Pull every line containing "trace" from the data.

Data provided:
----------

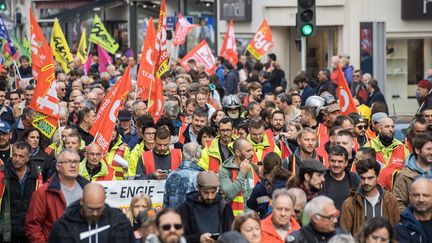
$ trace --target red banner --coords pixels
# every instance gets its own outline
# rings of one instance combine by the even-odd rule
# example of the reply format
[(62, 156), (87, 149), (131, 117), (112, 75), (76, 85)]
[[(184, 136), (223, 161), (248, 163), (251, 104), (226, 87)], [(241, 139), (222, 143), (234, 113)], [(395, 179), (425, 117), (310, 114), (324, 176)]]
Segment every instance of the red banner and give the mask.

----------

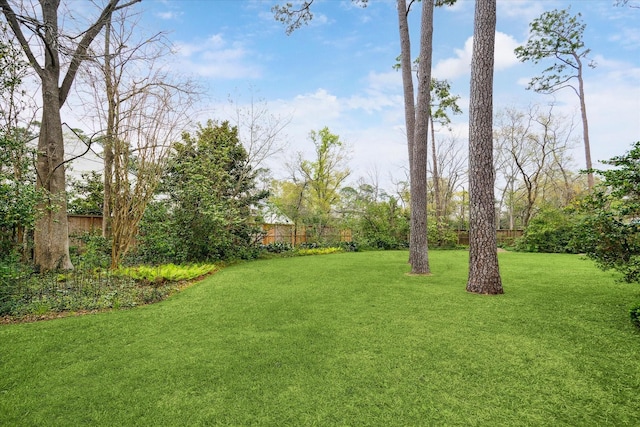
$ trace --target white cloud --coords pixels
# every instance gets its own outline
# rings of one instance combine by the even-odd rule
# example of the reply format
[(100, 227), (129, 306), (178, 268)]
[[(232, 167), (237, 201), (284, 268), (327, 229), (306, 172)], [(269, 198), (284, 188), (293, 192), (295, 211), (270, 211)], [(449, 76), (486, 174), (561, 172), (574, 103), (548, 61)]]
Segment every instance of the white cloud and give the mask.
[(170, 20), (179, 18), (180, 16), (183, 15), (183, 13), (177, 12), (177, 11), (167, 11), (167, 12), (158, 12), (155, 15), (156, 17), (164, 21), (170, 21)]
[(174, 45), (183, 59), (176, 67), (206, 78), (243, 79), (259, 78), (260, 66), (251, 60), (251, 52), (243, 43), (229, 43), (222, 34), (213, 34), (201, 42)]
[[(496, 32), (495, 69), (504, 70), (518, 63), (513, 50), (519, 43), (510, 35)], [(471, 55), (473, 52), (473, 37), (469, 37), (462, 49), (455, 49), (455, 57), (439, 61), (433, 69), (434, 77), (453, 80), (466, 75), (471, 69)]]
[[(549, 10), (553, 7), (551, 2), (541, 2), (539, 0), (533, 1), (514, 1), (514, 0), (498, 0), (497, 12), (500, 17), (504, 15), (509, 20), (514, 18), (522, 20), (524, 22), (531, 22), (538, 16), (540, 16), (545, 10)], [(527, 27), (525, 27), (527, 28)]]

----------

Answer to the problem:
$ trace --target red banner --coords pixels
$ trace --target white cloud --coords pixels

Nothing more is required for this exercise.